# [Exercise description]
Each entry is to be given again exactly; drop the images.

=======

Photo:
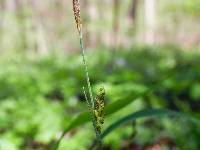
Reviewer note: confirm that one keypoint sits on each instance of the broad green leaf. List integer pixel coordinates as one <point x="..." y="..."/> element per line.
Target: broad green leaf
<point x="136" y="115"/>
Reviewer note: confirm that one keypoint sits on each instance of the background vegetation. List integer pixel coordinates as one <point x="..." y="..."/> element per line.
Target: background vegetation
<point x="145" y="51"/>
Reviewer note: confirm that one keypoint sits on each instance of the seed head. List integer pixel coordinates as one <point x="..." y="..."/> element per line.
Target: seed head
<point x="76" y="9"/>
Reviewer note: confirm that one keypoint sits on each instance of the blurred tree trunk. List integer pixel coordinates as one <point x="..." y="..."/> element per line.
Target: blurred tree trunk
<point x="116" y="10"/>
<point x="150" y="18"/>
<point x="133" y="12"/>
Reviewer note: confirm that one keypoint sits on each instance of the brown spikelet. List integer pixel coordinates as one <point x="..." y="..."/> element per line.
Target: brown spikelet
<point x="76" y="9"/>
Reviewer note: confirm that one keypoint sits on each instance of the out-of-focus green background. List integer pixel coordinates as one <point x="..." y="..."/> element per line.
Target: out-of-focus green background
<point x="131" y="46"/>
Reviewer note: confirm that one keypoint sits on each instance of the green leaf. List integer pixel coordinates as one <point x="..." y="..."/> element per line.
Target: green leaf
<point x="145" y="113"/>
<point x="136" y="115"/>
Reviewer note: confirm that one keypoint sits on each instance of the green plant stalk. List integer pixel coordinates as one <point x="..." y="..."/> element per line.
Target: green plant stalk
<point x="91" y="101"/>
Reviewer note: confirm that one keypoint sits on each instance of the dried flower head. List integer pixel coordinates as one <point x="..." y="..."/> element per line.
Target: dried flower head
<point x="99" y="109"/>
<point x="76" y="9"/>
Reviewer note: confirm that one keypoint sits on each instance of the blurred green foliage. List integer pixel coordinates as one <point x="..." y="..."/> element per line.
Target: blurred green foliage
<point x="39" y="97"/>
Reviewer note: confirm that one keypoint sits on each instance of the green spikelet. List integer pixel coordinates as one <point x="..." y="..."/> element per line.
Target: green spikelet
<point x="99" y="109"/>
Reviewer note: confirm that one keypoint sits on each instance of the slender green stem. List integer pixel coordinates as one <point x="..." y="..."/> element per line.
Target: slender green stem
<point x="91" y="102"/>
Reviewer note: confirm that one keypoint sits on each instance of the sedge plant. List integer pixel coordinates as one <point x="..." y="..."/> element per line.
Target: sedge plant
<point x="95" y="105"/>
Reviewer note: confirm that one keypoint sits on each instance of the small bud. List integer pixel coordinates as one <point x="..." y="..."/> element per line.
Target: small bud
<point x="76" y="9"/>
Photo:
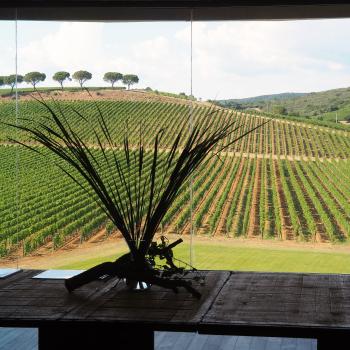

=======

# [Exercise result]
Photo:
Reviewer note: confirm that one keypoint sits on each instance of the broad green leaf. List integer pixel coordinates as one <point x="..." y="..."/> element per line.
Target: broad green leaf
<point x="136" y="115"/>
Reviewer note: confirm that one keypoint sits on each instance of the background vegetation. List integer pixel coordinates as one <point x="..." y="..."/> element per line.
Target: background vegetation
<point x="145" y="51"/>
Reviewer note: confirm that one keypoint sits on each instance of the seed head. List integer pixel coordinates as one <point x="..." y="..."/> element per line.
Target: seed head
<point x="76" y="9"/>
Reviewer note: confirm that one keypoint sits on each instance of the blurred tree trunk. List integer pixel coordinates as one <point x="..." y="..."/> element per line.
Target: blurred tree trunk
<point x="116" y="10"/>
<point x="150" y="18"/>
<point x="133" y="12"/>
Reviewer note: confirm that one keypoint sits on each instance of the brown spikelet. List integer pixel coordinates as one <point x="..." y="..."/> element per line.
Target: brown spikelet
<point x="76" y="9"/>
Reviewer note: confirm that one keypoint sits on each instance of the out-of-focus green background. List integer pixel coordinates as one <point x="..." y="..."/> element per line.
Target: out-of-focus green background
<point x="131" y="46"/>
Reviewer note: confirm that one keypoint sits on each instance of the green leaf. List integer pixel coordinates as one <point x="..." y="..."/> element per line.
Target: green leaf
<point x="145" y="113"/>
<point x="136" y="115"/>
Reviewer note: confirm that one keypoint sits on each instance of the green plant stalk. List integer pixel coordinates as one <point x="..." y="..."/> element per line.
Target: green plant stalk
<point x="91" y="101"/>
Reviewer note: confirm that one keypoint sits on each instance of the dried flower head. List integer pixel coordinates as one <point x="..." y="..."/> element per line.
Target: dried flower head
<point x="99" y="109"/>
<point x="76" y="9"/>
Reviewer note: confirm that one keypoint sits on each instance of the blurred green foliage. List integer pixel coordinates as one <point x="..." y="..."/> element per line.
Target: blurred green foliage
<point x="39" y="97"/>
Reviewer note: confirm that one keypoint sits on each instance of the green spikelet. List integer pixel coordinates as one <point x="..." y="..."/> element per line.
Target: green spikelet
<point x="99" y="109"/>
Reviewer note: confirm that one keypoint sits on each instance of the slender green stem. List integer pixel coordinates as one <point x="..." y="..."/> element per line.
Target: slender green stem
<point x="91" y="102"/>
Reviewer note: confirm that one keypoint sits on each instance of the sedge plant. List integer pixel coordinates as one <point x="..." y="..."/> element per line.
Target: sedge plant
<point x="95" y="105"/>
Reviewer note: confirm that one keypoint sits on each instance of the small bud. List integer pixel coordinates as one <point x="..." y="..."/> element per line.
Target: small bud
<point x="76" y="9"/>
Photo:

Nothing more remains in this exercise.